→ Task directions:
Transcribe the listing verbatim, please, with images dropped.

→ Records for this exercise:
******

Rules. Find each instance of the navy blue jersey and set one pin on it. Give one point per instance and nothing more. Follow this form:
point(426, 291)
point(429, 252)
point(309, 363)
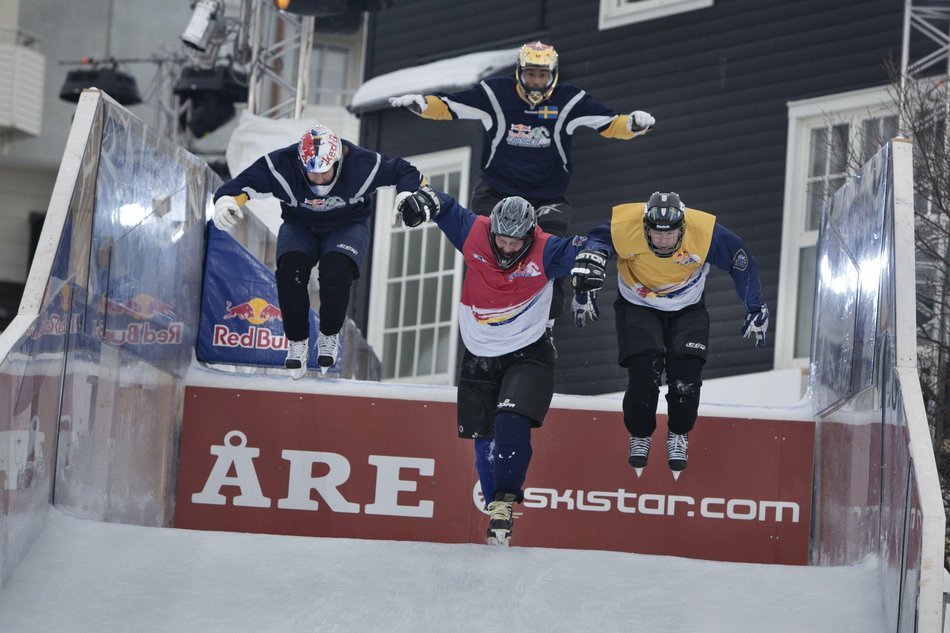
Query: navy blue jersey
point(349, 199)
point(527, 150)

******

→ Solved problem:
Rules. Find each instance of the navy blue jersey and set one pin on it. Give one point per instance and nothing more. Follow this form:
point(426, 291)
point(429, 252)
point(309, 363)
Query: navy blue jersey
point(349, 199)
point(527, 150)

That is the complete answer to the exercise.